The answer must be a single number: the count of lines below that contain the string "bowl".

_DATA PROVIDED:_
____
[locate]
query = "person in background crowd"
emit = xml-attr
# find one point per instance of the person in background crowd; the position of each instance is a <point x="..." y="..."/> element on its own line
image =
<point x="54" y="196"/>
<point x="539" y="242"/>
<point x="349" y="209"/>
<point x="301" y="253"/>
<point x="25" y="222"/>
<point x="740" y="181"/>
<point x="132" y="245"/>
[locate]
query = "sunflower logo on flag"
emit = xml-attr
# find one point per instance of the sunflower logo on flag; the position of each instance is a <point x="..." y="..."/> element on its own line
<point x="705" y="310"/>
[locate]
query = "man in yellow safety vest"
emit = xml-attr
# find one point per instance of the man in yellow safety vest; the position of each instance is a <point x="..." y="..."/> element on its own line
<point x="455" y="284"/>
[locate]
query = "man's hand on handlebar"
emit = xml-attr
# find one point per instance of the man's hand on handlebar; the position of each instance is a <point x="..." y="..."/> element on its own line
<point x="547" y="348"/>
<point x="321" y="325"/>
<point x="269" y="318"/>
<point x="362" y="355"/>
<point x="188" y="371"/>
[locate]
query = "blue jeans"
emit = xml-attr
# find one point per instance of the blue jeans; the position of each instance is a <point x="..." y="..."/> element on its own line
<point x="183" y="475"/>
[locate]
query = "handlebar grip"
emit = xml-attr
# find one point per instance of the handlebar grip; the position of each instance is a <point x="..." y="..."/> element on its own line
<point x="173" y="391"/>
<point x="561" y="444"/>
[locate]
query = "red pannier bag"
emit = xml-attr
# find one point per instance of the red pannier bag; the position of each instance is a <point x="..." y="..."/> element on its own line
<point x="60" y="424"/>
____
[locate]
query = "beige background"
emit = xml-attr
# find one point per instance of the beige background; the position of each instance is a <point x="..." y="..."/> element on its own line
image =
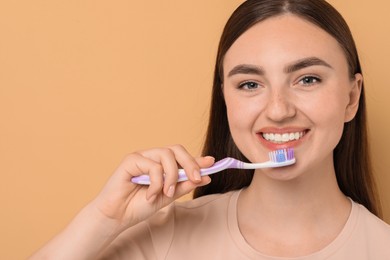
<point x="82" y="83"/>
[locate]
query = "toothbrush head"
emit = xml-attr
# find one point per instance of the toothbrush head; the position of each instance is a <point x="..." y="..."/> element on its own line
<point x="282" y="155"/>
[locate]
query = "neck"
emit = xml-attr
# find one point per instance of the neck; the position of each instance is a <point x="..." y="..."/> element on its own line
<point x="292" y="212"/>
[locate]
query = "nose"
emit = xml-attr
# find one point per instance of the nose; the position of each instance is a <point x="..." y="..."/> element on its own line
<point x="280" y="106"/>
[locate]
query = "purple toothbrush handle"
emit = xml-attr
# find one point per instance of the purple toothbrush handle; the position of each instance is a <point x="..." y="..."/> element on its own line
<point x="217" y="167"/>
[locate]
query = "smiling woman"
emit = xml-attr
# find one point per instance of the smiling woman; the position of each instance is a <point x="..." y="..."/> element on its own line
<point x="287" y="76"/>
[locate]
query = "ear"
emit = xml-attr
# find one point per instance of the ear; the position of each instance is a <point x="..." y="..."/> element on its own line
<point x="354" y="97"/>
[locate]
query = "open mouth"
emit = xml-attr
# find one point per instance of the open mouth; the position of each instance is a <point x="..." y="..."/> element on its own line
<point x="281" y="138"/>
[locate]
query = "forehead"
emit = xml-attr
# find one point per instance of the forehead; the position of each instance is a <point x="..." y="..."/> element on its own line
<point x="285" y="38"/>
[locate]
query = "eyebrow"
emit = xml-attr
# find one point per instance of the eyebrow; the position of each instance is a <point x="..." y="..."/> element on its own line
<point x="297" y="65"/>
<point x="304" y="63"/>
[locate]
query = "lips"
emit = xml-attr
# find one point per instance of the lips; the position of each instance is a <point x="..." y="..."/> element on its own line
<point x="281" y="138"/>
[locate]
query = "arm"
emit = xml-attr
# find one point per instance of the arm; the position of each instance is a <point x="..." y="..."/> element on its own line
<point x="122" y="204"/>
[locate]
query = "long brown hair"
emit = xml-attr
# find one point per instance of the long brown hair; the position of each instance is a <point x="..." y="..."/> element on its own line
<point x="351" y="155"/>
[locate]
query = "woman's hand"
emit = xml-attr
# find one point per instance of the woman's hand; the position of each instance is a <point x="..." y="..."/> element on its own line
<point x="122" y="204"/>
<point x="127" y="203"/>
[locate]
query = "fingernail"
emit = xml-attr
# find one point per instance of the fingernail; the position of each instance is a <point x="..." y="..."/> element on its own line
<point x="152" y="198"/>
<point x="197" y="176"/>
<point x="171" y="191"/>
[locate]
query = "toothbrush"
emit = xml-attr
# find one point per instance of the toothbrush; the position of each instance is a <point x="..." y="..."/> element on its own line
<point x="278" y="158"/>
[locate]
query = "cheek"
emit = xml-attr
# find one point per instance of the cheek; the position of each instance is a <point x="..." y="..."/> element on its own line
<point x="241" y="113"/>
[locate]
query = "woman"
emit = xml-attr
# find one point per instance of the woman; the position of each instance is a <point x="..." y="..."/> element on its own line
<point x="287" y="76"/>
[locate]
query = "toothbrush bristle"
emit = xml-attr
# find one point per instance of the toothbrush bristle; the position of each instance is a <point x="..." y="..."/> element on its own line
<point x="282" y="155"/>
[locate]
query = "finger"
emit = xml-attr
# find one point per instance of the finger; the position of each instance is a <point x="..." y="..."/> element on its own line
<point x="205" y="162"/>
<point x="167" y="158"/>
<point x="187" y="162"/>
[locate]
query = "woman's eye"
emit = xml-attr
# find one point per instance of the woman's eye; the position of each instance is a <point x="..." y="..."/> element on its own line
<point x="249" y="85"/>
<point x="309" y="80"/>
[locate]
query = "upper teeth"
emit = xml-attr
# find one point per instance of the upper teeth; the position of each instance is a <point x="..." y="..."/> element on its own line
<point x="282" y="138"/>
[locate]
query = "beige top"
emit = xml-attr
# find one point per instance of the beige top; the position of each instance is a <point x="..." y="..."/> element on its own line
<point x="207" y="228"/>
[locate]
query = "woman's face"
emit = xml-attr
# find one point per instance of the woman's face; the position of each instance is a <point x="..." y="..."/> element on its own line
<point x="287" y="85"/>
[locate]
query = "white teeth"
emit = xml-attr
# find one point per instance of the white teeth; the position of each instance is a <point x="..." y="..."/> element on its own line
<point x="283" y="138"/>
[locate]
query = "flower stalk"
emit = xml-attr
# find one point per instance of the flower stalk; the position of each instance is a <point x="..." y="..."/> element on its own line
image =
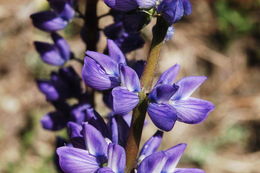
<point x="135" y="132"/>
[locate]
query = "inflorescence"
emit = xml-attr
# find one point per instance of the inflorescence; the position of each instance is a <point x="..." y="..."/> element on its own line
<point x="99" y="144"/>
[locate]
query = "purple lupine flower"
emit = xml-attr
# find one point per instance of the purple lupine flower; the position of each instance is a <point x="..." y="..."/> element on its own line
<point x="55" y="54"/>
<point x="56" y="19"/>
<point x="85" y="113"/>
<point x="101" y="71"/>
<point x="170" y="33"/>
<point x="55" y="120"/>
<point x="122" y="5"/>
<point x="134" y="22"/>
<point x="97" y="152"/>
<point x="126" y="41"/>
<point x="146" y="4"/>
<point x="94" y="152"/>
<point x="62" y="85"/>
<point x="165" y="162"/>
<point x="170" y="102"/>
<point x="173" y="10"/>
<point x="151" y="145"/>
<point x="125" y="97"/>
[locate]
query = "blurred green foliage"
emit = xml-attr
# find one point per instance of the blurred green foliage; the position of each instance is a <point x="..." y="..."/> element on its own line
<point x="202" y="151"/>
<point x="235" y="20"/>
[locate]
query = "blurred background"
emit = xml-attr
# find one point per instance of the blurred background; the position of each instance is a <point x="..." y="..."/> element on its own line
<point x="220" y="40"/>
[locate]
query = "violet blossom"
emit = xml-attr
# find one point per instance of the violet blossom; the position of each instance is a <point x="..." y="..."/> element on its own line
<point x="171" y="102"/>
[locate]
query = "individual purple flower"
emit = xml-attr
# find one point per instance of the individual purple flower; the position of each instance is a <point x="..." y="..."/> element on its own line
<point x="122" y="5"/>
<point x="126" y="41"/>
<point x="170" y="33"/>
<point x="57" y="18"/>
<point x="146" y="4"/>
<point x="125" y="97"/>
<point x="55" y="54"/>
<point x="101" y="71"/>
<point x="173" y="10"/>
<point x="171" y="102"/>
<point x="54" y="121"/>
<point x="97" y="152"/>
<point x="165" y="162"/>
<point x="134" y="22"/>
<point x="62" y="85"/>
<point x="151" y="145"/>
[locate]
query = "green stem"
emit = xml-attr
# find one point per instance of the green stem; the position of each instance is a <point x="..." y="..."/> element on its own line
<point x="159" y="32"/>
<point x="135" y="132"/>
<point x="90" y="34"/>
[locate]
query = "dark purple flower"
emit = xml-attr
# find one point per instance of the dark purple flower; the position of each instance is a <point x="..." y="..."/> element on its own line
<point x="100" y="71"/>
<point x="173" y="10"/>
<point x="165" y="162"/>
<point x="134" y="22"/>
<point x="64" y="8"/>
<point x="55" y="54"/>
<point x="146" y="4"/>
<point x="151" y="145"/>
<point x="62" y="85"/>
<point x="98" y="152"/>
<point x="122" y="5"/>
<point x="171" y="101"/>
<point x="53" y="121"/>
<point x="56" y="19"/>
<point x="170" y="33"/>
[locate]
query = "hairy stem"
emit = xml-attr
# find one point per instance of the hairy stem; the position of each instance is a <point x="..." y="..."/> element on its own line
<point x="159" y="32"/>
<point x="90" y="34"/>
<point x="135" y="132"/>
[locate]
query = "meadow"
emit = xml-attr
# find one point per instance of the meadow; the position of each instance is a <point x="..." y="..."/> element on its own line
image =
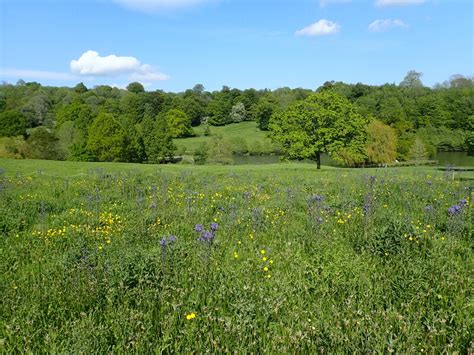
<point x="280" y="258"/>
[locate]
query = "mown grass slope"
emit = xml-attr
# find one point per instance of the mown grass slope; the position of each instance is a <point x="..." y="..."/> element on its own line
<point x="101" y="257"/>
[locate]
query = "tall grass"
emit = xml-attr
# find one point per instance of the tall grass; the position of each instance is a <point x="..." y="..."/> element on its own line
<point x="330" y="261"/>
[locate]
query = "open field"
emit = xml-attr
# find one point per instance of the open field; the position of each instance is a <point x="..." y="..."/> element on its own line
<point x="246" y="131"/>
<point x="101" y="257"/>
____
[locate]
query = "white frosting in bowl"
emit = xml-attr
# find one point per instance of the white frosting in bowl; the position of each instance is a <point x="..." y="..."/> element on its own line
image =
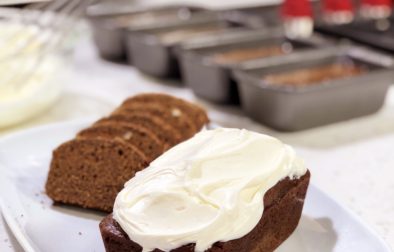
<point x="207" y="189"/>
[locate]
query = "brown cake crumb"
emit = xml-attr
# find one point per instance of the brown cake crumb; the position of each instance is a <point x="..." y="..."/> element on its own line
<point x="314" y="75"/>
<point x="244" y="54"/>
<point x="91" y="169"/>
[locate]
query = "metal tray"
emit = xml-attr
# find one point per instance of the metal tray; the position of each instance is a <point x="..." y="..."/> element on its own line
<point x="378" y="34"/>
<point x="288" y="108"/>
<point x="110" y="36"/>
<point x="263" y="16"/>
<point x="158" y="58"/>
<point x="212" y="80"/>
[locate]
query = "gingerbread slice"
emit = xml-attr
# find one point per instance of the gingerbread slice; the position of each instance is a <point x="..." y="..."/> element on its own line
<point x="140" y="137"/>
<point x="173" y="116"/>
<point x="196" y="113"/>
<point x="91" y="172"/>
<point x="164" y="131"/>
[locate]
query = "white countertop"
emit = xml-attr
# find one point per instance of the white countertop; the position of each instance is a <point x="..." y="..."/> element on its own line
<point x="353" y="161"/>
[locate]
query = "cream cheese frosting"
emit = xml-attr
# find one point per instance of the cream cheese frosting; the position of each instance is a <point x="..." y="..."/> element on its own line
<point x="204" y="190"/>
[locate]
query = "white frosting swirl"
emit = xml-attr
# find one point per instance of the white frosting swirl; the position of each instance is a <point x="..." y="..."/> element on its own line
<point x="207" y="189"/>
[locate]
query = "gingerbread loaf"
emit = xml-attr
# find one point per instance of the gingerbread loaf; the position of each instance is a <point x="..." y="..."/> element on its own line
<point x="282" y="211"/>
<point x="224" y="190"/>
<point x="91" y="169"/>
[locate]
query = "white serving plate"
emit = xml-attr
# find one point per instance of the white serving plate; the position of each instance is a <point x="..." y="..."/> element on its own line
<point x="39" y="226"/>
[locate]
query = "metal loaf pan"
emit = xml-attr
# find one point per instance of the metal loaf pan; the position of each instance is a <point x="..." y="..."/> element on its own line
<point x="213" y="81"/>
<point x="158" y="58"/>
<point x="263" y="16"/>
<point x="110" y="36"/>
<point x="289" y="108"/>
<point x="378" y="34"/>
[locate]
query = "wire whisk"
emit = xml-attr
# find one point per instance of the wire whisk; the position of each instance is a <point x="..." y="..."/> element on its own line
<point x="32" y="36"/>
____
_SOLUTION:_
2